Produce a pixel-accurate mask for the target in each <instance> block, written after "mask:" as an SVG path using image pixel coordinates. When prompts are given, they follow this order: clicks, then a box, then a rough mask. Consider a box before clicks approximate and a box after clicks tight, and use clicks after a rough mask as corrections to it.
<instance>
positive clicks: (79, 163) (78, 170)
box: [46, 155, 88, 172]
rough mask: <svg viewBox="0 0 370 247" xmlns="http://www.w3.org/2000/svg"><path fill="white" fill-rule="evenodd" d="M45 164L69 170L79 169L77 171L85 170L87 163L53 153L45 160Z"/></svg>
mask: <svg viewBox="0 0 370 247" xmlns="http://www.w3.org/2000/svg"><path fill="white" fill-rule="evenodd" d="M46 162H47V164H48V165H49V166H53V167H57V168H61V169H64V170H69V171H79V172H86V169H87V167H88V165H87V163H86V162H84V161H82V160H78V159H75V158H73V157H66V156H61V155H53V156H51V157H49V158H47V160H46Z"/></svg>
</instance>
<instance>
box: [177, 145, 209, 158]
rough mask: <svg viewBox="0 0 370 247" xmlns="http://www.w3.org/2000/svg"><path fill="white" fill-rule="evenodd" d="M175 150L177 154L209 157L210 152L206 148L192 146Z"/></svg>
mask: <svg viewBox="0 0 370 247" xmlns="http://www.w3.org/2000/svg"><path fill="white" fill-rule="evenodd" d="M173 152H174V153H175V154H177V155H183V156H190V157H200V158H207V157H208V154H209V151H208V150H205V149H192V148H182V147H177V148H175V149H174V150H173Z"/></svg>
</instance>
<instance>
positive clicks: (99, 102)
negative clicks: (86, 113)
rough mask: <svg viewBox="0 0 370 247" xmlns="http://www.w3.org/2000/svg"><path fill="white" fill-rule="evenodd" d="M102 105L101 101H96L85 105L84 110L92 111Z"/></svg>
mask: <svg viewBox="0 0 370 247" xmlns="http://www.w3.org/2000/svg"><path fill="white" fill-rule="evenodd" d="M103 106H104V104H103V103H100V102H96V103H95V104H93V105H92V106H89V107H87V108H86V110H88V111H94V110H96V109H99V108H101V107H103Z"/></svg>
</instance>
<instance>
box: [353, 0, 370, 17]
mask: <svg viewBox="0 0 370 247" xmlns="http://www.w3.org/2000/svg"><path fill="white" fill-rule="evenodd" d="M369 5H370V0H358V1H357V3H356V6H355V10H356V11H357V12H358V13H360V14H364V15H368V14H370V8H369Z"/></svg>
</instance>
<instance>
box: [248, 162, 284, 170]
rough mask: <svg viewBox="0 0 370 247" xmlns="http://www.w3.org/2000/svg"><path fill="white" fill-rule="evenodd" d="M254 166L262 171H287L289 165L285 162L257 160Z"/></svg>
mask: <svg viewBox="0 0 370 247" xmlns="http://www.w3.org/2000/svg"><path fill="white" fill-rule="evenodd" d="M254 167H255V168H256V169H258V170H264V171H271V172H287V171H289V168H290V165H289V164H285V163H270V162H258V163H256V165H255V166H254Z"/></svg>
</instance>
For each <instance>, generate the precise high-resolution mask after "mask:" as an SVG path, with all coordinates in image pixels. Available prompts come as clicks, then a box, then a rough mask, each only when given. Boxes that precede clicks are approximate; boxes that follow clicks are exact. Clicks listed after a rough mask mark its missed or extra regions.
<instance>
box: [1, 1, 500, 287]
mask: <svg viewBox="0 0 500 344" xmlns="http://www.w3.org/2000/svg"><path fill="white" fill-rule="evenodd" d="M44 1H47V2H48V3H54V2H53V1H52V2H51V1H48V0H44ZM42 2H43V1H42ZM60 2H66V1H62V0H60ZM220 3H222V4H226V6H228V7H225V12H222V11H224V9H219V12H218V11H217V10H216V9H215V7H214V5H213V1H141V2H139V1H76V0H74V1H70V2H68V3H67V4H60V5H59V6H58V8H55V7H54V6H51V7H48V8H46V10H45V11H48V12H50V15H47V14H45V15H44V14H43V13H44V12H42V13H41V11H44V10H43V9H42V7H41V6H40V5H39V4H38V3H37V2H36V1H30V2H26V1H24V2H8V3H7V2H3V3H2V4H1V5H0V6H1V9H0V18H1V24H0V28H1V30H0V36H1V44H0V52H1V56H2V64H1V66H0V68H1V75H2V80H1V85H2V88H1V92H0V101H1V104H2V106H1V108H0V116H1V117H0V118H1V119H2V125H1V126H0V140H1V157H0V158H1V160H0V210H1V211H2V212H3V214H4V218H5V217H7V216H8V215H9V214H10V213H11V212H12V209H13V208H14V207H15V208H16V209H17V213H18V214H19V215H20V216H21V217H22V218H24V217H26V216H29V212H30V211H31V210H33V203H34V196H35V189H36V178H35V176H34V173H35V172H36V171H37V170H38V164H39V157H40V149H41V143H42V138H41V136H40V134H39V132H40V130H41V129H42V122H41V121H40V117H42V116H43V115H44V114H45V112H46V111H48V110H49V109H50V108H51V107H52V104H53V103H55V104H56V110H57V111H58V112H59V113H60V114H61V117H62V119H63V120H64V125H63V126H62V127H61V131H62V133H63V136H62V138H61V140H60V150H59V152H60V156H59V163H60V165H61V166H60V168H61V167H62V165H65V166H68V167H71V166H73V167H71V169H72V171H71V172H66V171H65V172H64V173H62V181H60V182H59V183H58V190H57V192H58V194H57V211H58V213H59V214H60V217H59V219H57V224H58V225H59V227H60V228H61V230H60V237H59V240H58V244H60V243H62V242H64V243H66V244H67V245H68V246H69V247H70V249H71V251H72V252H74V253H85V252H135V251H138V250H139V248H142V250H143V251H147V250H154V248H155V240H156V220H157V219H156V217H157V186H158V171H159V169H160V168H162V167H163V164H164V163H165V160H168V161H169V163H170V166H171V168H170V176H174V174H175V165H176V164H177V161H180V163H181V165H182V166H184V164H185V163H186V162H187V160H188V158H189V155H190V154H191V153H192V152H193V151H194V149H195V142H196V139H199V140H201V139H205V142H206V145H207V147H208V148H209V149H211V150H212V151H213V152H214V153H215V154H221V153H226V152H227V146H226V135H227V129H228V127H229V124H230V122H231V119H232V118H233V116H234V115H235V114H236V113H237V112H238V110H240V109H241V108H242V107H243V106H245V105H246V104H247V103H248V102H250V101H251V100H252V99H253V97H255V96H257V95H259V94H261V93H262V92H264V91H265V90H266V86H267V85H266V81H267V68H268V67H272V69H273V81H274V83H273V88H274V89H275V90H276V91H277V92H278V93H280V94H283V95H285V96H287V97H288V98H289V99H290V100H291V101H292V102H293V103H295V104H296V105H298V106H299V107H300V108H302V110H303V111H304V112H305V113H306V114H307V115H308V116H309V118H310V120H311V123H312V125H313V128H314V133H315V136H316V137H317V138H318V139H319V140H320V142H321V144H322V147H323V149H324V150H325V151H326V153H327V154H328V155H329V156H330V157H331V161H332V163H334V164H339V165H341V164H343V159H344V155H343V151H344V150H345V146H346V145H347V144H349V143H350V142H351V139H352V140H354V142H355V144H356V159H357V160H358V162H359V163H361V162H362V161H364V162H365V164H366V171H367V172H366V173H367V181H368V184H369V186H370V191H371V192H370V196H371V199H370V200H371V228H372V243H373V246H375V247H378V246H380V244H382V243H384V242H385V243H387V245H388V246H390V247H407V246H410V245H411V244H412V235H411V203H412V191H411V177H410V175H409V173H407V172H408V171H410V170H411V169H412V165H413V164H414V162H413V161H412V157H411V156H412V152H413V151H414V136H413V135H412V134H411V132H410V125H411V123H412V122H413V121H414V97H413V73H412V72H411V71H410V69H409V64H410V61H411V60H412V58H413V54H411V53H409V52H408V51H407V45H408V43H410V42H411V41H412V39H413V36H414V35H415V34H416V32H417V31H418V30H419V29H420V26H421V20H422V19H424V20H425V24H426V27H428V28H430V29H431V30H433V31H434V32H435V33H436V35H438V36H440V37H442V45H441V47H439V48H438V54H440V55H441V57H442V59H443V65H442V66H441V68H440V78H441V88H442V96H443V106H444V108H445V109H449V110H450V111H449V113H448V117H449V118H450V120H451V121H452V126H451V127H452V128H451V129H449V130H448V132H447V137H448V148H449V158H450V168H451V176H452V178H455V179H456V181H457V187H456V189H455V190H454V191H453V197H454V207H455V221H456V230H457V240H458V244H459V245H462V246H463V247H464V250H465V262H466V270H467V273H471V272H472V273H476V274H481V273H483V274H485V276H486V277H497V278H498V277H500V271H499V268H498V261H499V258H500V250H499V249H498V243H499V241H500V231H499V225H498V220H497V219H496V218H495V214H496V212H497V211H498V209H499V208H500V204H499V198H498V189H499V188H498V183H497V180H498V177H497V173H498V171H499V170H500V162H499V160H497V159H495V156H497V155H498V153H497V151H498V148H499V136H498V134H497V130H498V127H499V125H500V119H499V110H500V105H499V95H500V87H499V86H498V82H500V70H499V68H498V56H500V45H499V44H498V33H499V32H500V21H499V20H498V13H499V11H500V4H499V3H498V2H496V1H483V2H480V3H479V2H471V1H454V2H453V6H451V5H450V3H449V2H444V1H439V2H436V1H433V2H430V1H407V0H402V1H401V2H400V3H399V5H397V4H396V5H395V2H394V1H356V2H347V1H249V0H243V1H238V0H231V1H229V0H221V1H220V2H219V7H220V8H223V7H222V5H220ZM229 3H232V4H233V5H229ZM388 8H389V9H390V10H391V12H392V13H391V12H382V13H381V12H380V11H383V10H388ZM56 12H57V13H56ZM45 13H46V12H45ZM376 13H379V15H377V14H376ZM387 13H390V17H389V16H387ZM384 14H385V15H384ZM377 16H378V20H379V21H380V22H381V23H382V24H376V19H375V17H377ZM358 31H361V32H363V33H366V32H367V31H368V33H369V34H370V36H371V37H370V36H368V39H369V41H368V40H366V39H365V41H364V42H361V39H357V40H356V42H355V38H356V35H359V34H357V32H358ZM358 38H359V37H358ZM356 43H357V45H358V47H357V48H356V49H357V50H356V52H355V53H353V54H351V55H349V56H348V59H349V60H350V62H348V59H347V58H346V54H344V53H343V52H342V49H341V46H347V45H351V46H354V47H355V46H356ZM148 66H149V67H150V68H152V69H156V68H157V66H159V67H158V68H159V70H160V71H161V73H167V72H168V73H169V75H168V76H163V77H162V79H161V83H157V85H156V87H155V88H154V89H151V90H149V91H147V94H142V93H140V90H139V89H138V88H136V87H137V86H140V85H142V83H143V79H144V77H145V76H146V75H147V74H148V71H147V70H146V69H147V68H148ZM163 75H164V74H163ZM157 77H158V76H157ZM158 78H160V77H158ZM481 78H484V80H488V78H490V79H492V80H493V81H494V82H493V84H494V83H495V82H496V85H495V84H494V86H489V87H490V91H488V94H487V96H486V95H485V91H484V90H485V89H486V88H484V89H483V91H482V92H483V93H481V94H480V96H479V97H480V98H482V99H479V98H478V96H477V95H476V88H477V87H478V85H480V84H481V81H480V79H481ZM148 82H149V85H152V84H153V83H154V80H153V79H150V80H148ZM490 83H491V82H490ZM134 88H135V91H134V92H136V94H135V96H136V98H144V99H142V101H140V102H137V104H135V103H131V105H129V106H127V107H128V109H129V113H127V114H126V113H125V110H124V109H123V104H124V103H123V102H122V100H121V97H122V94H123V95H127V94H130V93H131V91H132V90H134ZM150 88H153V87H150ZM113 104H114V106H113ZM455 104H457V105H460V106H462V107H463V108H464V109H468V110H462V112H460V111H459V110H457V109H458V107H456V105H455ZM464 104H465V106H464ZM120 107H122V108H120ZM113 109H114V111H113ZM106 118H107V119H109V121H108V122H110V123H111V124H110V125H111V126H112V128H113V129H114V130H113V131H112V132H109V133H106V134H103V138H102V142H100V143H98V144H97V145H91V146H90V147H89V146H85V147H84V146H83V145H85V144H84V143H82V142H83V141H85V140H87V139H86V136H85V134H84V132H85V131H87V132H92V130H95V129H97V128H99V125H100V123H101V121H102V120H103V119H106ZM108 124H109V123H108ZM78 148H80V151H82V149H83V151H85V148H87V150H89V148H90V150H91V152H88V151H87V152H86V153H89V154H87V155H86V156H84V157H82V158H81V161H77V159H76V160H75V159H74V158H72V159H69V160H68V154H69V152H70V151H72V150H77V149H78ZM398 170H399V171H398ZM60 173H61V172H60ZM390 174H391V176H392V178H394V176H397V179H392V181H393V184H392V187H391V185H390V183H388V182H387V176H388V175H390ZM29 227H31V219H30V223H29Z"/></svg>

◆ TASK REQUIREMENTS:
Some lines in the material contain "positive". Show all of them.

◆ RESPONSE TO THE EXERCISE:
positive clicks: (79, 163) (78, 170)
positive clicks: (99, 102)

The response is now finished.